• Consegna 1: Secondo il blocco di testo, quanti anni ha il figlio?
• Consegna 2: Trascrivi dal blocco di testo il passo compreso tra "Sì, trovo anch’io" e "contento del risultato.", estremi inclusi.

• Blocco di testo:
::::::
È stato molto emozionante creare qualcosa insieme. Ma l’ho fatto perché è bravo in quel che fa, non solo perché è mio figlio. Lui ha quattordici anni, è della generazione delle console, per cui sa usare molto bene i controller come quello del drone con videocamera che è servito per il video. All’inizio era molto preoccupato e mi mostrava di continuo quello che faceva, ma mi sono presto reso conto che aveva un senso per le inquadrature molto migliore del mio. Per cui a un certo punto, quando per l’ennesima volta mi ha chiesto se volessi vedere quello che aveva ripreso, gli ho semplicemente risposto: “No, non serve: so che va bene”.
10 Songs non suona come “dieci canzoni messe assieme”, ma è anzi un album molto coeso, forse il più “compatto” della carriera dei Travis: a che cosa pensi che sia dovuto?
Sì, trovo anch’io che sia così, c’è un legame profondo fra i brani del disco. E sono convinto che quest’album riesca a toccare tutti quanti perché in fondo parla di emozioni condivisibili da tutti: essere innamorati, essere tristi, arrabbiati. Tutto quello che ci rende umani, insomma. Sono molto contento del risultato.
Questo modo di concepire un disco sembra invece ormai superato…
Da un certo punto di vista sono sollevato, perché non devo competere con i grandi songwriter del passato. John Lennon e così via… oggi come oggi è davvero poca la musica che mi emoziona, è tutta fatta per essere consumata in fretta. Non si fanno più le cose come una volta: mi piace dire che per questo disco una persona ha scritto dieci canzoni, mentre ormai ci vogliono dieci persone per scrivere una canzone. È tutto così artificiale. Trovo che invece la musica sia quanto di più vicino a Dio ci sia. Non credo in Dio nel senso di quel tizio con la barba lunga e tutto il resto… ma suppongo di credere in qualcosa. Credo che siamo tutti interconnessi in una sorta di brodo quantico, questo sì, e che i limiti che ci separano siano reali solo nella nostra mente. E sono convinto che la musica - il ritmo, la melodia e tutto il resto - faccia risuonare questa zuppa quantica in un modo unico.
::::::
• Righe fornite:
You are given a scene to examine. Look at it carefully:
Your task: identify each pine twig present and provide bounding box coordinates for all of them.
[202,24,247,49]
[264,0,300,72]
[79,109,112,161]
::::::
• Risposta 1: Quattordici anni.

• Risposta 2:
Sì, trovo anch’io che sia così, c’è un legame profondo fra i brani del disco. E sono convinto che quest’album riesca a toccare tutti quanti perché in fondo parla di emozioni condivisibili da tutti: essere innamorati, essere tristi, arrabbiati. Tutto quello che ci rende umani, insomma. Sono molto contento del risultato.